# Data to process start

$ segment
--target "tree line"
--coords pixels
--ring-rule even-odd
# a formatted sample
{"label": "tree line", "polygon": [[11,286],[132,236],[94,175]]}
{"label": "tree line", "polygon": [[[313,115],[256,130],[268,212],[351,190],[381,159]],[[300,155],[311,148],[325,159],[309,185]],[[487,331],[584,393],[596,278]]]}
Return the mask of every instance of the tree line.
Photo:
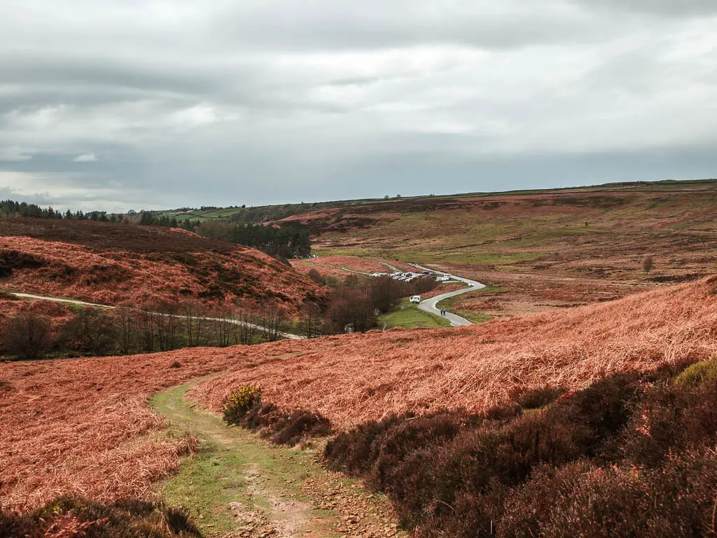
{"label": "tree line", "polygon": [[273,304],[203,308],[194,304],[113,310],[81,308],[60,324],[28,311],[0,327],[0,351],[32,360],[55,357],[130,355],[184,347],[227,347],[275,341],[286,316]]}
{"label": "tree line", "polygon": [[243,245],[284,259],[308,258],[311,253],[310,232],[299,225],[202,222],[196,232],[205,237]]}
{"label": "tree line", "polygon": [[[316,278],[313,273],[310,276]],[[391,311],[402,298],[425,293],[436,285],[432,278],[404,282],[383,276],[361,283],[358,276],[349,275],[331,293],[324,315],[324,331],[336,334],[348,327],[356,332],[376,329],[377,317]]]}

# Data to process end

[The request]: Scale up the records by writing every line out again, requests included, with each polygon point coordinate in the answers multiplied by 2.05 and rounded to a whole number, halves going up. Keep the numbers in the requests and their sample outlines unchanged, and leave the pictures out.

[Result of the exercise]:
$ segment
--target "tree line"
--coords pixels
--ring-rule even-odd
# a formatted sample
{"label": "tree line", "polygon": [[11,286],[132,236],[94,175]]}
{"label": "tree line", "polygon": [[[313,115],[256,130],[268,212],[351,190],[381,159]],[[300,155],[311,148],[325,159],[309,185]],[[487,331],[584,393],[596,278]]]}
Return the mask of every instance of the tree line.
Photo:
{"label": "tree line", "polygon": [[560,623],[416,631],[398,623],[232,636],[166,631],[123,664],[57,638],[0,670],[0,720],[66,738],[113,732],[267,728],[377,711],[465,711],[564,699],[586,648]]}
{"label": "tree line", "polygon": [[498,502],[582,531],[631,529],[638,519],[636,476],[613,461],[414,455],[402,476],[420,486]]}
{"label": "tree line", "polygon": [[[648,570],[642,560],[636,566]],[[802,638],[824,611],[871,601],[894,584],[886,570],[828,578],[785,566],[740,580],[734,566],[715,564],[679,601],[664,646],[664,679],[689,685],[713,670],[730,681],[771,674],[773,650]]]}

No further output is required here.